Your Lizard Brain
The limbic system and brain functioning
Posted Apr 22, 2014 | Reviewed by Davia Sills
In 1954, the limbic cortex was described by neuroanatomists. Since that time, the limbic system of the brain has been implicated as the seat of emotion, addiction, mood, and lots of other mental and emotional processes. It is the part of the brain that is phylogenetically very primitive. Many people call it the "Lizard Brain,” because the limbic system is about all a lizard has for brain function. It is in charge of fight, flight, feeding, fear, freezing up, and fornication.
The limbic system is much more powerful than we humans credit it to be. While seeing a patient this morning, there was wonderment on the patient’s part about how she relapsed. She had been doing everything “right,” but she had some time on her hands and mysteriously found herself in the liquor store and subsequently drinking. I do not for a second think that she was trying to be deceptive about her amnestic trip into the store to buy vodka. After she drank, she called for help and got back into treatment, but she was still mystified at her behavior.

**Set of tasks**
- 1) In the article on the limbic system, why do many people call the limbic system the "Lizard Brain"? Answer in one to three sentences.
- 2) Please state the year in which, according to the article on the limbic system, neuroanatomists described the limbic cortex.
- 3) Write the next part of the article on the limbic system, picking up after its final sentence.

**Records provided**
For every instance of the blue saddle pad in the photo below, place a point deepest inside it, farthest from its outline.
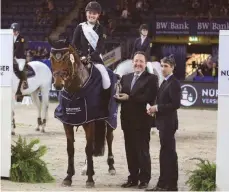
(28, 70)
(87, 104)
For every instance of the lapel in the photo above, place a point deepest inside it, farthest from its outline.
(164, 85)
(137, 83)
(129, 80)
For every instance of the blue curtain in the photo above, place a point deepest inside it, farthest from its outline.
(179, 52)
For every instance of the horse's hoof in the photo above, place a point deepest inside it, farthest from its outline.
(67, 182)
(90, 184)
(112, 172)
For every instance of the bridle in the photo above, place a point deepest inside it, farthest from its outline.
(64, 55)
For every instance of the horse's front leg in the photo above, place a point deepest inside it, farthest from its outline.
(110, 158)
(89, 129)
(13, 124)
(70, 149)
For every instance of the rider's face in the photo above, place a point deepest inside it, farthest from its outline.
(166, 68)
(92, 16)
(144, 32)
(139, 63)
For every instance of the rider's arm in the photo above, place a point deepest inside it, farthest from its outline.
(100, 48)
(76, 41)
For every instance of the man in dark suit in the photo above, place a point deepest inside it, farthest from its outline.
(143, 43)
(138, 89)
(168, 101)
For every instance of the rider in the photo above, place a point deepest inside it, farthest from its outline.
(19, 53)
(88, 39)
(143, 43)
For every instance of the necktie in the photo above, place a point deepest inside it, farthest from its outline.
(163, 82)
(134, 81)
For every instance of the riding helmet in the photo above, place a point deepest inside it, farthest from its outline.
(15, 26)
(94, 6)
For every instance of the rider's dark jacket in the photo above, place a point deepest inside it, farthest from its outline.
(19, 47)
(83, 46)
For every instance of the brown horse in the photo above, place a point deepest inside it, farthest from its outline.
(69, 73)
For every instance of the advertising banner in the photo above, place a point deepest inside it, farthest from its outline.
(199, 94)
(179, 26)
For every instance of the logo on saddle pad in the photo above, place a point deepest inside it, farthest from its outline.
(72, 111)
(188, 95)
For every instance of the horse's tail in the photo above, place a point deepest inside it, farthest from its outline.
(99, 138)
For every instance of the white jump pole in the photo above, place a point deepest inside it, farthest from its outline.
(6, 70)
(222, 159)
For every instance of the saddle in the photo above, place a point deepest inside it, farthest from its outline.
(28, 71)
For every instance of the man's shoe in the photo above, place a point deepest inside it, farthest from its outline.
(156, 188)
(143, 185)
(129, 184)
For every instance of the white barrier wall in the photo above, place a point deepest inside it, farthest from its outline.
(222, 159)
(6, 69)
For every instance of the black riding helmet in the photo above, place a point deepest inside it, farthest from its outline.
(94, 6)
(15, 26)
(143, 26)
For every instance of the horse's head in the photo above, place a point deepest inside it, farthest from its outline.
(65, 64)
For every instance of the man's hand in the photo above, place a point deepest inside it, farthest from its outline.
(122, 96)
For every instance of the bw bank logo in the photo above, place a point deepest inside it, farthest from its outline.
(188, 95)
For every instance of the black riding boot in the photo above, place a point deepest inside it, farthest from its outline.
(24, 79)
(106, 99)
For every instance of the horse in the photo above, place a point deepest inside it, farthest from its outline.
(126, 67)
(39, 79)
(70, 76)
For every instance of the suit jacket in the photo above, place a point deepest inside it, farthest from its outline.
(142, 47)
(133, 111)
(19, 47)
(81, 43)
(168, 101)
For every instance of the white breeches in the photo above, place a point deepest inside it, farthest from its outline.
(105, 76)
(21, 63)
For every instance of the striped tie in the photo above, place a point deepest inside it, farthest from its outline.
(134, 81)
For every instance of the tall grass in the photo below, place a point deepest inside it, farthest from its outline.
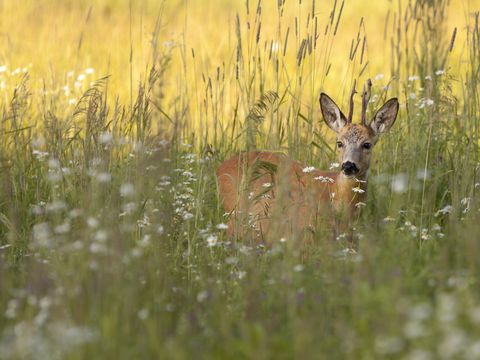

**Results for the exercise**
- 1) Many people call it the "Lizard Brain" because the limbic system is about all a lizard has for brain function.

- 2) 1954.

- 3)
What we know from a lot of research of the brain is that this type of unexplainable behavior happens all the time, and not just to addicts. It is just that addicts have more consequences for their actions in situations such as this. If one were to poll individuals about “unexplainable” behaviors, there would be a lot of stories to tell if people were being honest. How many times have we done something that we said we would not do, eaten something that we said we would not eat, or said something that we said we would not say? We all know that it is a very extensive list, and it happens every day.
The point to all of this is that 12-step recovery recognized (before the limbic system was described) that we all have this tendency to do what we don’t want to do, and we are powerless about certain behaviors. Understanding this automatic behavior allows us to surrender to what we cannot control. It frees us to do the next right thing by staying in the present rather than worrying about the future or being shamed and experiencing guilt about the past. It takes practice. And more practice.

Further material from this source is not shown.